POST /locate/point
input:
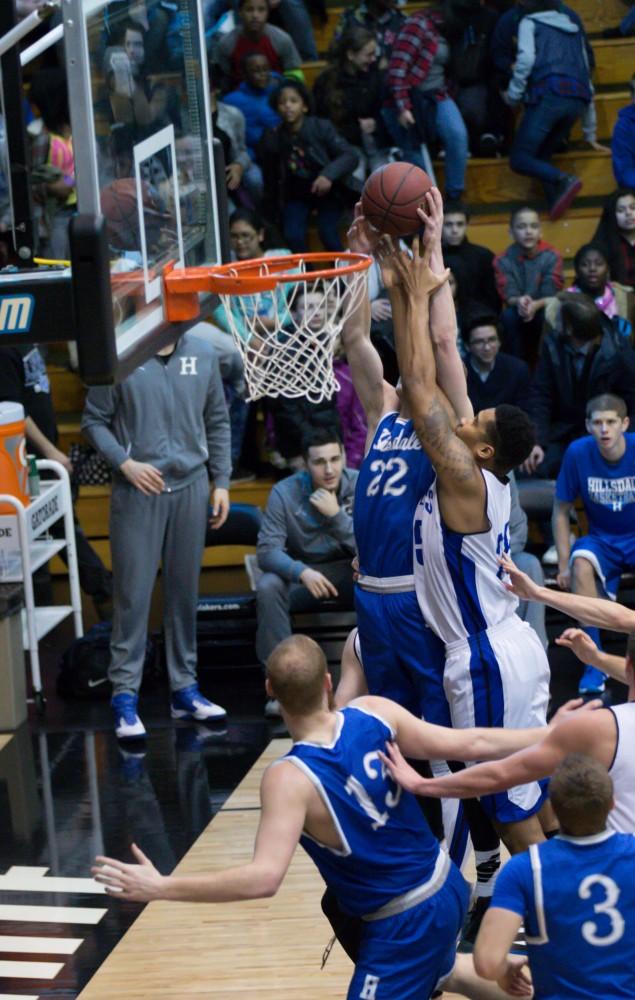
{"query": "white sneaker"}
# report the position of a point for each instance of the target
(272, 709)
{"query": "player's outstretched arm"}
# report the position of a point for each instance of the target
(577, 640)
(577, 734)
(588, 610)
(411, 281)
(443, 326)
(283, 794)
(366, 367)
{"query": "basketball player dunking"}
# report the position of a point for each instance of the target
- - - - -
State how many lines in the records above contain the word "player". Reply with the number alone.

2